▸ **Task statement**:
Copy the lines of the items below verbatim, starting at the line that contains "Wanted = one point per instance on the beige carpet" and stopping after the line that contains "x=423, y=254".

▸ **Provided records**:
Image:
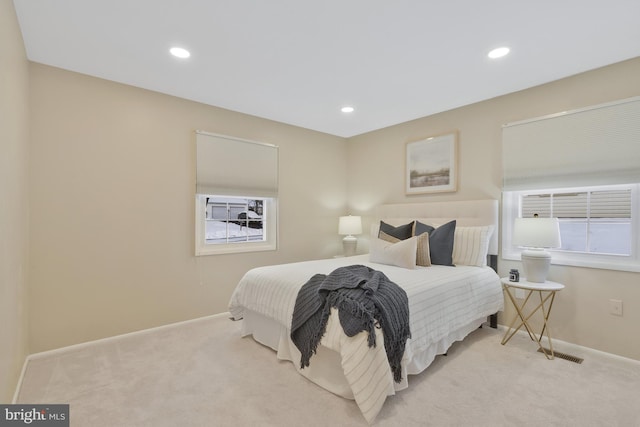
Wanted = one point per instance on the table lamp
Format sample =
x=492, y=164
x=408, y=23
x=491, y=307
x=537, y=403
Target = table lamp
x=348, y=226
x=536, y=234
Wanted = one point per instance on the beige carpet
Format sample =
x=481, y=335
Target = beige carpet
x=202, y=373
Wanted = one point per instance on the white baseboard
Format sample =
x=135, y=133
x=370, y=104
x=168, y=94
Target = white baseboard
x=576, y=348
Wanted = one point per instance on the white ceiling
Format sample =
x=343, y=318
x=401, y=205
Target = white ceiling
x=298, y=62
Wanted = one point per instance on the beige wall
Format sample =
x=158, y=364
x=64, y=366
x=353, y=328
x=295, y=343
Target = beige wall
x=14, y=86
x=376, y=175
x=112, y=218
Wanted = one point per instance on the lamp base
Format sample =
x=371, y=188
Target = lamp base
x=536, y=264
x=349, y=244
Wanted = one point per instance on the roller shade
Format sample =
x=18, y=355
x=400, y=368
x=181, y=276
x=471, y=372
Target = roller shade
x=235, y=167
x=598, y=145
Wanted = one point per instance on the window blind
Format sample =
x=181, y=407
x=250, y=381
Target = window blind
x=235, y=167
x=599, y=145
x=604, y=204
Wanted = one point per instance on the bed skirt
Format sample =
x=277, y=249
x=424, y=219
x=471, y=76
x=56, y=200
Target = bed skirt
x=325, y=369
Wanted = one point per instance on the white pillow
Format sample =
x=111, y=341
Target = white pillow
x=471, y=244
x=401, y=254
x=423, y=254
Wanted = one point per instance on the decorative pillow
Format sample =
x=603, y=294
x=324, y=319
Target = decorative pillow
x=401, y=254
x=440, y=241
x=401, y=232
x=387, y=238
x=423, y=257
x=471, y=244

▸ **The output**:
Wanted = one point per instance on the beige carpet
Format sample =
x=481, y=335
Target = beige carpet
x=202, y=373
Wanted = one point per instance on the white baseboard
Format sample =
x=135, y=133
x=370, y=104
x=168, y=94
Target = white baseboard
x=576, y=348
Wanted = one point per instance on the white ceiling
Format sample =
x=343, y=318
x=401, y=205
Target = white ceiling
x=298, y=62
Wanted = one point per instance on the beige wall
Format sample =
x=158, y=364
x=64, y=366
x=353, y=328
x=295, y=343
Target = beige wall
x=14, y=86
x=376, y=175
x=112, y=218
Wanted = one point per instance on the lamp base
Format sample =
x=371, y=188
Target = lamp base
x=536, y=264
x=349, y=244
Wanted = one point per instance on the roller shade
Format sample =
x=18, y=355
x=400, y=368
x=181, y=276
x=471, y=372
Target = roller shade
x=235, y=167
x=598, y=145
Wanted = one point per instance on the window blind
Format sample =
x=181, y=407
x=250, y=381
Target = window blind
x=235, y=167
x=599, y=145
x=604, y=204
Wanted = one point per instance on the bed skirt
Format sample =
x=277, y=249
x=424, y=219
x=471, y=76
x=56, y=200
Target = bed skirt
x=325, y=369
Wanted = one point per instance on the white pillow
Format sample =
x=111, y=341
Target = white pillow
x=471, y=244
x=401, y=254
x=423, y=254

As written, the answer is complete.